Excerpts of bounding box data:
● ● ●

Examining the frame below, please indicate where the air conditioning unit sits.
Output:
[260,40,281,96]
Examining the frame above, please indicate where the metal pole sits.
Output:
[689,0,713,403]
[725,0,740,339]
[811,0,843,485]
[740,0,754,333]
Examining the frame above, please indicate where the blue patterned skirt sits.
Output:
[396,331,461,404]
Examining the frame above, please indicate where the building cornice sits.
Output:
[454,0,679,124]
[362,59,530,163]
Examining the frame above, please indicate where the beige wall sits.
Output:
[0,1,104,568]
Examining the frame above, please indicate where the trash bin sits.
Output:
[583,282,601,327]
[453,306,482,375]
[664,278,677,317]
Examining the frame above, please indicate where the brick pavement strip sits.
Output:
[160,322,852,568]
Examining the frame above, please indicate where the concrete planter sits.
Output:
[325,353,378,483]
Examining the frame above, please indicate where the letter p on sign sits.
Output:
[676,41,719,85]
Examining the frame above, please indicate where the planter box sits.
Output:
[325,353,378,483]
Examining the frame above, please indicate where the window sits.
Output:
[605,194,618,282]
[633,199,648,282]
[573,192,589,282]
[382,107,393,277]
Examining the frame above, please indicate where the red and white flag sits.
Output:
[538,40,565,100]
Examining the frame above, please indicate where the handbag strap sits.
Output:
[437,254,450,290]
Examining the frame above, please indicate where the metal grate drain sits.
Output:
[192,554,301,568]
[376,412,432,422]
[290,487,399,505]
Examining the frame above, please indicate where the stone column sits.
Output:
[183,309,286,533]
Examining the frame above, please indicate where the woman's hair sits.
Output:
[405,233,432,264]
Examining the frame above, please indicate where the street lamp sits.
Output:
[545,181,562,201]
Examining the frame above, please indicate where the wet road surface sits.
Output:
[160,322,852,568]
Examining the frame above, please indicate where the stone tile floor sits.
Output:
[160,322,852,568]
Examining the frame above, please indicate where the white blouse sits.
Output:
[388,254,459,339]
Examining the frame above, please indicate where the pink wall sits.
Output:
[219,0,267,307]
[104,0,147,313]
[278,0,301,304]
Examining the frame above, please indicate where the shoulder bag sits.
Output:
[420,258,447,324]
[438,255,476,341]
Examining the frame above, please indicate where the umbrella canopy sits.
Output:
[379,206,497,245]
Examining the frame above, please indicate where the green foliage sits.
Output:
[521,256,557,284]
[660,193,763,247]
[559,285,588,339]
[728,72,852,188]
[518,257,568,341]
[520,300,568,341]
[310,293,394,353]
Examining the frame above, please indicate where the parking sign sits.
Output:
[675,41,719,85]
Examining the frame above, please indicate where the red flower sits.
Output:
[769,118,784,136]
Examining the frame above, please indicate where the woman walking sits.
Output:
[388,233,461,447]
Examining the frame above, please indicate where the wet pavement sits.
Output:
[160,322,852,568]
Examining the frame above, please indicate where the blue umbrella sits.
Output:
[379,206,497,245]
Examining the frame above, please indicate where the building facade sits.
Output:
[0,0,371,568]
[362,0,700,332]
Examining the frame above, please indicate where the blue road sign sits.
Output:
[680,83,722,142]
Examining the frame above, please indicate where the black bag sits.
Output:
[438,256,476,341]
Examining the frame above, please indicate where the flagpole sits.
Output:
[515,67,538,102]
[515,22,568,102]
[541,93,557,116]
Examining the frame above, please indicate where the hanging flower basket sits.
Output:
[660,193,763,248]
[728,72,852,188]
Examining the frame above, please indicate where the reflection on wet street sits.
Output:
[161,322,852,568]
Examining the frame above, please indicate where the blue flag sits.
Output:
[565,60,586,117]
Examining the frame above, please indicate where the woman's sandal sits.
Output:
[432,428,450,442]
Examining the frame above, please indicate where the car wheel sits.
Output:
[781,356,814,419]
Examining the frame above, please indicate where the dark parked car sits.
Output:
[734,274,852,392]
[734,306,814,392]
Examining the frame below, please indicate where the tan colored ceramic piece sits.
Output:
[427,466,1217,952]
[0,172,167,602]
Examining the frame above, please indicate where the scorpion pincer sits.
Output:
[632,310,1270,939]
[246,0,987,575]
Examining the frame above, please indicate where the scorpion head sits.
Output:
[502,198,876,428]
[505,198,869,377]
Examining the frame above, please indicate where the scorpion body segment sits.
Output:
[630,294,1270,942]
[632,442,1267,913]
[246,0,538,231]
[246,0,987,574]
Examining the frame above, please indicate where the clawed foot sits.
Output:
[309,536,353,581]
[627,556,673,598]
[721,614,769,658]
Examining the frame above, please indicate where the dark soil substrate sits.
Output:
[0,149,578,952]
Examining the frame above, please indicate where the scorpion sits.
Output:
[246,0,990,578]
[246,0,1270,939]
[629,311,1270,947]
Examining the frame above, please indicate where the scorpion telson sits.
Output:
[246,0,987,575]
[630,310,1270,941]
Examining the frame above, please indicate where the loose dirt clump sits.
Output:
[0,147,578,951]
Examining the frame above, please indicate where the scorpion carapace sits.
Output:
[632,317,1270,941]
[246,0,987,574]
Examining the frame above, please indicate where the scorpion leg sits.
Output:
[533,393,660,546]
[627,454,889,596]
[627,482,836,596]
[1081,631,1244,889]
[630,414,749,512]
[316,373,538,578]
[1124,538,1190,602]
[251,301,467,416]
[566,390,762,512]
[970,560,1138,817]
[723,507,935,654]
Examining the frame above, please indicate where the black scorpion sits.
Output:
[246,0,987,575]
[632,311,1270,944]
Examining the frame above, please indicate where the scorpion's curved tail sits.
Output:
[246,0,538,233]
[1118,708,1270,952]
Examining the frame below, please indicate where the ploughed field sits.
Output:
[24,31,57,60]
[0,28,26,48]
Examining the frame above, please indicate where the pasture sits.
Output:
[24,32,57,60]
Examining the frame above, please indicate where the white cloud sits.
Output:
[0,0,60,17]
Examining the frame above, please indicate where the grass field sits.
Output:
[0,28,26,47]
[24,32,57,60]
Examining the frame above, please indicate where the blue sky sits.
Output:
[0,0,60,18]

● ● ●

Rewrite all of the rows above, swapping every "please indicate" for "please show" and keeping everything else the same.

Examining the frame below, please show where the air conditioning unit sits.
Output:
[260,40,281,96]
Examining the frame above, please show where the metal pole sits.
Output:
[689,0,713,403]
[725,0,740,339]
[811,0,843,485]
[740,0,754,333]
Examining the frame above, please show where the blue patterned skirt sits.
Output:
[396,331,461,404]
Examining the frame above, please show where the building cornice sits.
Output:
[454,0,679,124]
[362,59,530,163]
Examining the frame above, please show where the beige wall sits.
Output:
[0,1,104,568]
Examining the frame above, please show where the trash bin sits.
Output:
[583,282,601,327]
[453,306,482,375]
[664,278,677,317]
Examining the frame above, please show where the brick pavement strip sits.
Output:
[160,322,852,568]
Examining the frame above, please show where the concrete planter sits.
Output:
[325,353,378,483]
Examining the frame above, please show where the letter p on sign sits.
Output:
[676,41,719,85]
Examining the frame above, please show where the planter box sits.
Output:
[325,353,378,483]
Examining the frame above, please show where the window sits.
Output:
[605,194,618,282]
[633,199,648,282]
[573,192,589,282]
[382,107,393,277]
Examining the frame above, please show where the red and white flag sits.
Output:
[538,40,565,100]
Examining the frame above, please show where the handbag strap sits.
Output:
[437,254,450,290]
Examining the frame above, please show where the metal grate drain sits.
Output:
[192,554,301,568]
[376,412,432,422]
[290,487,399,505]
Examining the frame above, please show where the stone column sits.
Output:
[183,309,286,533]
Examining the frame above, please show where the woman's hair sits.
Output:
[405,233,432,264]
Examining the frame above, please show where the street lamp sits.
Output:
[545,181,562,201]
Examining the frame above, please show where the wet road surface sits.
Output:
[160,322,852,568]
Examining the frame above, please show where the stone tile floor sits.
Output:
[160,322,852,568]
Examining the frame above, please show where the white blouse sits.
Output:
[388,254,459,339]
Examining the frame above, please show where the pink wall sits.
Output:
[219,0,267,307]
[104,0,147,313]
[278,0,301,304]
Examining the frame above, please show where the shoulder bag sits.
Output:
[420,258,447,324]
[438,255,476,341]
Examining the frame above, please show where the umbrella canopy sits.
Output:
[379,206,497,245]
Examining the frame above, please show where the green foliage sits.
Output:
[521,256,557,284]
[660,193,763,247]
[559,285,588,339]
[728,72,852,188]
[518,257,568,341]
[520,300,568,341]
[310,293,394,353]
Examining the frame above, please show where the parking sign sits.
Output:
[675,41,719,85]
Examining the frame above, please show where the red flower sits.
Output:
[769,118,784,136]
Examining the frame above, please show where the woman walking sits.
Output:
[388,233,461,447]
Examining the frame above, please show where the wet pavement sits.
Output:
[160,322,852,568]
Examining the frame above, please show where the blue umbrella sits.
Output:
[379,206,497,245]
Examining the frame above, please show where the building facade sits.
Output:
[0,0,371,568]
[362,0,700,332]
Examining the frame above, please show where the blue road sign sits.
Output:
[680,83,722,142]
Examining the frame above, please show where the black bag sits.
Output:
[438,256,476,341]
Examining the frame above, please show where the flagpole sits.
Output:
[515,67,538,102]
[515,22,568,102]
[541,93,557,116]
Examining the frame above, please show where the hanging flower basket sits.
Output:
[660,193,763,248]
[728,72,852,188]
Examining the frame above, please show where the reflection on wet street sits.
Output:
[161,322,852,568]
Examining the frame above, please show where the blue flag sits.
Output:
[565,60,586,117]
Examining the frame above, please show where the woman's sandal sits.
Output:
[432,428,450,442]
Examining the frame above, please show where the car wheel sits.
Output:
[781,356,814,419]
Examining the frame above, please show where the dark parked car sits.
Output:
[734,274,852,392]
[734,306,814,392]
Examining the frame below, please show where the tan colored ceramic piece sits.
Output:
[427,466,1217,952]
[0,172,167,602]
Examining the frame above, please show where the scorpion pincer sits.
Output:
[632,310,1270,939]
[246,0,987,575]
Examining the frame above, please show where the scorpion head sits.
Output:
[502,198,876,428]
[505,198,869,377]
Examining the frame above, please show where the scorpion body segment sits.
Output:
[630,294,1270,942]
[632,442,1267,913]
[246,0,538,231]
[246,0,987,574]
Examining the frame above, please show where the clawed foot sits.
Output:
[309,536,353,581]
[627,556,673,598]
[721,614,769,658]
Examining the frame above, please show where the dark soil substrate sits.
Output:
[0,149,578,952]
Examining the frame above, please show where the scorpion sits.
Output:
[246,0,990,578]
[246,0,1270,939]
[629,311,1270,947]
Examining the frame above, please show where the scorpion telson sits.
Output:
[246,0,987,575]
[630,310,1270,941]
Examining the frame above, please show where the loose dirt clump sits.
Output:
[0,147,578,951]
Examining the frame above, please show where the scorpion carapace sits.
Output:
[632,317,1270,941]
[246,0,987,574]
Examining the frame above, please show where the scorpion leg sits.
Output:
[533,393,660,546]
[627,454,889,596]
[627,482,836,596]
[1081,631,1244,889]
[630,414,749,512]
[316,373,538,578]
[1124,538,1190,602]
[251,301,467,416]
[566,390,762,512]
[970,560,1138,817]
[723,507,935,654]
Examining the frame above, please show where the black scorpion sits.
Output:
[246,0,987,575]
[632,311,1270,944]
Examining the frame above, please show where the scorpion's curved tail sits.
Output:
[246,0,538,233]
[1118,708,1270,952]
Examining the frame below, please show where the ploughed field sits.
Output:
[24,31,57,60]
[0,28,26,48]
Examining the frame above, please show where the pasture sits.
Output:
[24,32,57,60]
Examining the frame above, please show where the white cloud sits.
Output:
[0,0,60,17]
Examining the frame above, please show where the grass field sits.
Output:
[0,28,26,47]
[24,32,57,60]
Examining the frame above, please show where the blue sky sits.
Output:
[0,0,60,18]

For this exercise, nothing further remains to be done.